### What you have to do:
Return all of the data that follows precisely, leaving every image out.

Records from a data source
○ ○ ○ ○ ○ ○ ○
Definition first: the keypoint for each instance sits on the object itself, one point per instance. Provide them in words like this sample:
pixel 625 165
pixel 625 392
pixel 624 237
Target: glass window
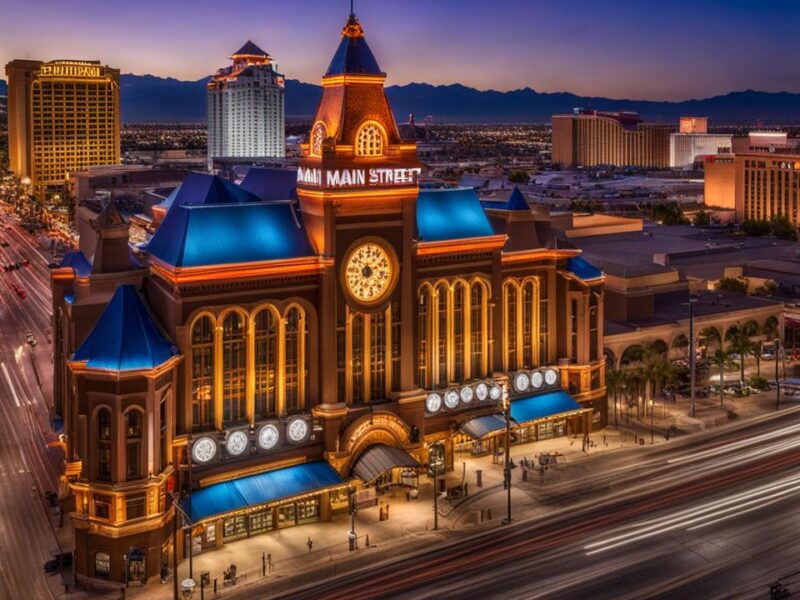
pixel 203 372
pixel 102 565
pixel 266 362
○ ○ ○ ○ ○ ○ ○
### Answer for this exercise:
Definition first: the keypoint for each instance sits on the object itself, one point per instance. Provide them in words like this sample:
pixel 625 165
pixel 625 392
pixel 624 237
Target: glass window
pixel 203 372
pixel 102 565
pixel 266 362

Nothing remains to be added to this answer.